* **Supplied data**
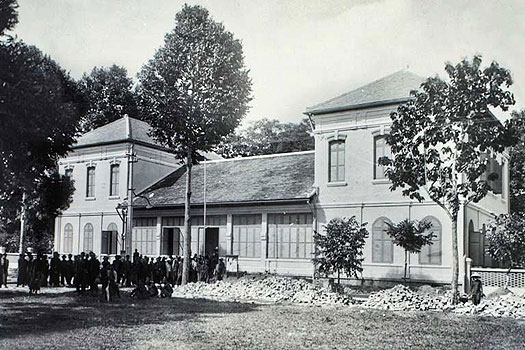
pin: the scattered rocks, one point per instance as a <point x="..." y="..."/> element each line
<point x="402" y="298"/>
<point x="267" y="289"/>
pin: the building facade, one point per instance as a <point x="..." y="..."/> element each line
<point x="105" y="164"/>
<point x="263" y="211"/>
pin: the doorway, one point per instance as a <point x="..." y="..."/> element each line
<point x="211" y="240"/>
<point x="171" y="241"/>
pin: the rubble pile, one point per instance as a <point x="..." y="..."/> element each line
<point x="501" y="306"/>
<point x="267" y="289"/>
<point x="401" y="298"/>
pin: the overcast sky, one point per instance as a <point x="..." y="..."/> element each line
<point x="300" y="52"/>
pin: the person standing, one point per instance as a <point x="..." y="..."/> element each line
<point x="20" y="278"/>
<point x="4" y="263"/>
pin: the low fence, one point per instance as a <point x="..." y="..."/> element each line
<point x="497" y="277"/>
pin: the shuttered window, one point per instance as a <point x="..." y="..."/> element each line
<point x="290" y="236"/>
<point x="337" y="161"/>
<point x="431" y="254"/>
<point x="382" y="245"/>
<point x="68" y="238"/>
<point x="381" y="149"/>
<point x="88" y="238"/>
<point x="110" y="240"/>
<point x="247" y="236"/>
<point x="115" y="169"/>
<point x="90" y="184"/>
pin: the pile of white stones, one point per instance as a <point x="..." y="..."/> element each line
<point x="401" y="298"/>
<point x="272" y="289"/>
<point x="501" y="306"/>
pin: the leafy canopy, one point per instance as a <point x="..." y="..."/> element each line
<point x="438" y="138"/>
<point x="411" y="235"/>
<point x="109" y="95"/>
<point x="267" y="136"/>
<point x="196" y="88"/>
<point x="506" y="239"/>
<point x="340" y="248"/>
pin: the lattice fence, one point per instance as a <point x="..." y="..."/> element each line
<point x="496" y="277"/>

* **Work required**
Exclude every picture and copy the remaining data exactly.

* **Final answer**
pin: the scattered rocks, one point per instance as a <point x="..." y="..."/> element each line
<point x="402" y="298"/>
<point x="267" y="289"/>
pin: the building facade, one point per instance as a <point x="..." y="..."/> element each line
<point x="105" y="164"/>
<point x="263" y="211"/>
pin: the doorway, one point per instance as a <point x="..." y="..."/> element each line
<point x="211" y="240"/>
<point x="171" y="241"/>
pin: the rubble pile, one point per instance as a <point x="..." y="..."/> element each line
<point x="501" y="306"/>
<point x="267" y="289"/>
<point x="401" y="298"/>
pin: the overcast sky, one point per instance as a <point x="..." y="..."/> element each line
<point x="300" y="52"/>
pin: the person standing, one point per instance as a <point x="..." y="..."/> element each line
<point x="20" y="278"/>
<point x="4" y="263"/>
pin: the low fence, one point per instance as a <point x="..." y="..."/> element each line
<point x="497" y="277"/>
pin: the shuttered window, one point per instance as a <point x="..." y="..."/> element each line
<point x="290" y="236"/>
<point x="337" y="161"/>
<point x="431" y="254"/>
<point x="382" y="245"/>
<point x="68" y="238"/>
<point x="381" y="149"/>
<point x="88" y="238"/>
<point x="110" y="240"/>
<point x="247" y="236"/>
<point x="115" y="169"/>
<point x="90" y="184"/>
pin: the pile of white stones, one point per instance as a <point x="..." y="..."/> element each line
<point x="401" y="298"/>
<point x="272" y="289"/>
<point x="501" y="306"/>
pin: the leafy canopy, one point per instance as a <point x="..." y="..."/> element each line
<point x="438" y="138"/>
<point x="411" y="235"/>
<point x="109" y="95"/>
<point x="267" y="136"/>
<point x="196" y="88"/>
<point x="506" y="239"/>
<point x="340" y="248"/>
pin: the lattice fence, one point per instance as a <point x="..." y="..."/> element each line
<point x="496" y="277"/>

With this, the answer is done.